Locate each line in the entries below that contains the string "plant" and copy those lines. Case counts, so uppercase and lowercase letters must match.

Boundary labeling items:
────

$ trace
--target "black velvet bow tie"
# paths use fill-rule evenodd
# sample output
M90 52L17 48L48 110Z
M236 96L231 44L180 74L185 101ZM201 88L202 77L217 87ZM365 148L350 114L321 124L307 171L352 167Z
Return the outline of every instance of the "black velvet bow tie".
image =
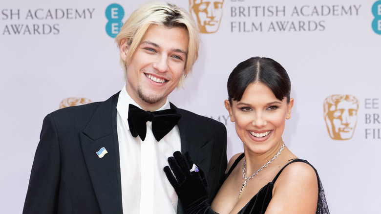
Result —
M128 126L133 137L138 135L142 141L146 139L146 123L152 121L152 130L157 141L160 141L174 127L181 116L172 109L146 111L130 104L128 107Z

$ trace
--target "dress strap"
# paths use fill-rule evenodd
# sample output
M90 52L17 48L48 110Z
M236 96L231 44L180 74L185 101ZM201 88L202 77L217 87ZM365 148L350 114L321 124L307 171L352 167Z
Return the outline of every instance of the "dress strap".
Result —
M235 159L235 161L234 161L234 163L233 163L233 165L232 165L232 167L230 168L229 169L229 171L228 172L228 175L230 174L231 173L232 173L232 171L233 171L233 170L234 170L234 168L235 168L235 167L237 166L237 164L238 164L238 163L239 163L239 161L241 161L241 160L243 158L243 157L245 157L245 153L242 153L240 155L238 156L238 157L237 158L237 159Z
M310 163L308 163L308 161L306 161L305 160L303 160L303 159L299 159L299 158L295 158L295 159L291 159L291 160L292 160L292 161L291 161L291 162L288 163L287 164L286 164L286 166L284 166L283 168L282 168L281 170L280 170L280 171L279 171L279 172L278 172L278 173L276 174L276 175L275 176L275 177L273 180L272 183L273 184L275 183L275 182L276 181L276 179L278 179L278 177L279 177L279 175L280 175L280 173L282 172L282 171L283 171L283 170L284 170L284 168L285 168L286 167L287 167L287 166L288 166L289 165L290 165L290 164L292 164L293 163L295 163L295 162L304 162L304 163L305 163L308 164L309 165L310 165L311 167L312 167L312 169L313 169L315 171L315 172L317 172L317 175L318 174L317 172L316 172L316 170L315 170L315 168L314 168L314 167L312 166L312 165L310 164Z

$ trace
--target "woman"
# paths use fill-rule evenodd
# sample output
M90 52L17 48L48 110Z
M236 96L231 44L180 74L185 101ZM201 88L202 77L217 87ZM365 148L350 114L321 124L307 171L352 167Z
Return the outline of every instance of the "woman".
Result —
M329 213L316 170L282 139L294 105L290 92L286 70L271 59L252 58L233 70L225 106L244 152L229 161L210 206L202 171L187 154L169 158L173 174L164 170L188 213Z

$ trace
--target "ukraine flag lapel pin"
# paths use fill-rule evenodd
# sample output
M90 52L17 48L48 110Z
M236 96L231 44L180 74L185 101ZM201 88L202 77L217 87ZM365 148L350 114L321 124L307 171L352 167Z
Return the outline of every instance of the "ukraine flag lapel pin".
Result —
M105 154L107 154L107 153L108 152L107 152L107 150L106 150L104 147L102 147L100 150L99 150L99 151L97 152L97 154L100 158L102 158L104 156L105 156Z

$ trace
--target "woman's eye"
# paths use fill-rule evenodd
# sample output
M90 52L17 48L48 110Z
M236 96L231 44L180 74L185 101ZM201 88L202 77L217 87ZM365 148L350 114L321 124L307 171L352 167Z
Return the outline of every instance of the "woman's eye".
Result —
M249 107L242 107L241 108L241 110L244 111L249 111L251 110L252 109L250 108Z

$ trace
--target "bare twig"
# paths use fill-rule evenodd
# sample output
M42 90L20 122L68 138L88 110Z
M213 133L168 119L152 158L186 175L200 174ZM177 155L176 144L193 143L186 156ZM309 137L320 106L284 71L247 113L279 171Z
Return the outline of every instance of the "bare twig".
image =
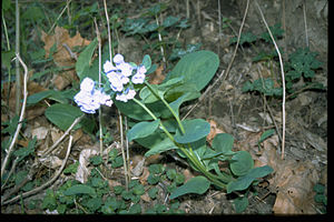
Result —
M55 148L57 148L57 145L63 140L63 138L71 131L71 129L78 124L80 122L80 120L85 117L85 114L82 114L81 117L78 117L72 124L65 131L65 133L50 147L48 148L42 154L41 158L46 157L47 154L49 154L52 150L55 150Z
M19 162L19 157L17 157L17 158L14 159L14 161L13 161L13 163L12 163L12 165L11 165L11 169L10 169L8 175L7 175L6 181L4 181L3 184L1 185L1 192L3 191L3 188L4 188L6 183L8 182L10 175L11 175L12 172L16 170L16 167L17 167L18 162Z
M21 114L20 114L20 119L19 119L19 123L18 123L18 128L17 128L17 131L12 138L12 141L8 148L8 151L7 151L7 155L3 160L3 163L1 165L1 176L3 175L4 173L4 169L6 169L6 165L7 165L7 162L8 160L10 159L10 155L13 151L13 148L14 148L14 144L16 144L16 141L18 139L18 135L20 133L20 130L21 130L21 127L22 127L22 121L23 121L23 118L24 118L24 111L26 111L26 104L27 104L27 98L28 98L28 90L27 90L27 83L28 83L28 68L26 65L26 63L21 60L21 57L19 54L17 54L16 57L17 60L20 61L21 65L23 67L24 69L24 79L23 79L23 103L22 103L22 109L21 109ZM20 93L17 91L17 93Z
M62 11L60 12L60 14L57 17L56 21L53 22L52 27L49 29L48 34L51 33L51 31L53 30L53 28L57 24L57 21L60 19L60 17L63 14L63 12L66 11L66 9L68 8L69 3L71 2L71 0L69 0L66 4L66 7L62 9Z
M282 131L283 132L282 132L282 153L281 153L282 155L281 155L281 158L284 159L284 149L285 149L285 77L284 77L284 67L283 67L282 56L281 56L279 49L278 49L278 47L276 44L276 41L275 41L275 39L273 37L273 33L272 33L272 31L271 31L271 29L269 29L269 27L268 27L268 24L267 24L267 22L266 22L266 20L264 18L264 14L263 14L263 12L261 10L261 7L258 6L258 3L257 3L256 0L255 0L255 3L257 6L257 8L258 8L258 11L261 13L262 20L265 23L266 29L269 32L269 36L271 36L271 38L273 40L273 43L275 46L275 49L277 51L278 59L279 59L281 74L282 74L282 88L283 88L283 102L282 102L282 115L283 115L282 117L282 123L283 123L283 130Z
M62 47L65 47L65 49L68 51L72 59L75 59L76 61L78 60L77 53L72 52L72 50L69 48L69 46L67 46L67 43L62 43Z
M109 43L109 59L110 62L112 62L112 53L111 53L111 34L110 34L110 22L109 22L109 16L107 11L107 3L106 0L104 0L104 6L105 6L105 13L106 13L106 19L107 19L107 29L108 29L108 43Z
M20 54L20 8L18 0L16 0L16 54ZM21 100L21 75L19 60L16 60L16 114L19 115Z
M308 31L307 31L307 21L306 21L306 1L303 3L303 14L304 14L304 24L305 24L305 40L306 47L308 47Z
M104 0L104 4L105 4L105 13L106 13L106 19L107 19L107 27L108 27L108 42L109 42L109 56L110 56L110 62L112 62L111 60L111 34L110 34L110 26L109 26L109 17L108 17L108 12L107 12L107 3L106 0ZM121 147L121 155L122 155L122 160L124 160L124 171L125 171L125 178L126 178L126 190L129 189L129 175L128 175L128 165L127 165L127 161L126 161L126 154L125 154L125 148L124 148L124 134L122 134L122 117L120 111L118 110L118 117L119 117L119 131L120 131L120 147Z
M62 170L63 170L63 168L65 168L65 165L66 165L66 163L67 163L67 160L68 160L69 154L70 154L70 151L71 151L72 140L73 140L73 137L70 135L70 138L69 138L69 143L68 143L68 149L67 149L67 153L66 153L66 157L65 157L65 159L63 159L63 161L62 161L62 164L61 164L60 169L58 170L58 172L56 173L56 175L55 175L50 181L48 181L47 183L42 184L42 185L39 186L39 188L36 188L36 189L33 189L33 190L31 190L31 191L28 191L28 192L26 192L26 193L22 193L22 194L20 194L20 195L17 195L16 198L13 198L13 199L11 199L11 200L9 200L9 201L3 202L3 204L9 204L9 203L16 202L16 201L18 201L21 196L22 196L22 198L27 198L27 196L29 196L29 195L32 195L32 194L35 194L35 193L38 193L38 192L40 192L41 190L43 190L45 188L47 188L47 186L49 186L50 184L52 184L52 183L57 180L57 178L60 175L60 173L62 172Z
M96 22L96 18L94 18L95 29L96 29L96 36L98 39L99 44L99 87L101 85L101 60L102 60L102 53L101 53L101 36L99 32L99 28ZM99 108L99 138L100 138L100 155L104 155L104 139L102 139L102 109Z
M230 68L232 68L232 64L234 62L234 59L235 59L235 56L236 56L236 52L237 52L237 49L238 49L238 46L239 46L239 41L240 41L240 36L242 36L242 31L243 31L243 28L244 28L244 24L245 24L245 20L246 20L246 16L247 16L247 12L248 12L248 6L249 6L249 0L247 0L247 6L246 6L246 9L245 9L245 13L244 13L244 18L243 18L243 22L242 22L242 26L240 26L240 29L239 29L239 33L238 33L238 39L237 39L237 43L236 43L236 47L235 47L235 50L234 50L234 53L233 53L233 57L230 59L230 62L228 63L228 67L225 70L222 71L222 73L219 74L219 77L216 79L216 81L210 84L206 90L205 92L200 95L200 98L198 99L198 101L190 108L190 110L185 114L185 117L183 118L186 119L190 112L197 107L197 104L205 98L205 95L208 93L208 91L210 91L219 81L220 79L224 77L223 79L223 82L224 80L227 78L229 71L230 71ZM224 75L225 73L225 75Z

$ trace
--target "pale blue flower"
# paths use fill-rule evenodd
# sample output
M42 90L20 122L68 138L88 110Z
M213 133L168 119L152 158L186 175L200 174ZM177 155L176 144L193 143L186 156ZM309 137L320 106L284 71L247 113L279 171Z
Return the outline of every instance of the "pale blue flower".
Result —
M115 62L116 65L124 63L124 57L121 54L115 54L112 61Z
M131 78L134 84L143 84L145 81L146 68L144 65L137 68L136 74Z
M105 73L108 73L108 72L111 72L111 71L116 71L116 67L112 65L112 63L107 60L104 64L104 70L105 70Z
M121 80L120 74L117 74L116 72L109 72L107 74L107 77L108 77L108 80L110 82L110 88L114 91L116 91L116 92L122 91L122 89L124 89L124 87L122 87L124 83L122 82L125 82L125 81Z
M95 82L85 78L80 84L80 92L75 95L75 102L86 113L95 113L101 104L111 107L110 95L105 94L101 89L95 89Z
M94 89L94 81L89 78L85 78L80 84L80 90L85 92L91 92Z
M117 93L116 100L127 102L128 100L132 100L136 95L135 90L127 89L124 93Z

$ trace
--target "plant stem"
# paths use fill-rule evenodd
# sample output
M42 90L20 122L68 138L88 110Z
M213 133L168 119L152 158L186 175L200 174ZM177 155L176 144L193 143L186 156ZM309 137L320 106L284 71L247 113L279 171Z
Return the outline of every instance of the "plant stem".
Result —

────

● Worked answer:
--target "plant stem"
Return the outline of every instance of the "plant stem".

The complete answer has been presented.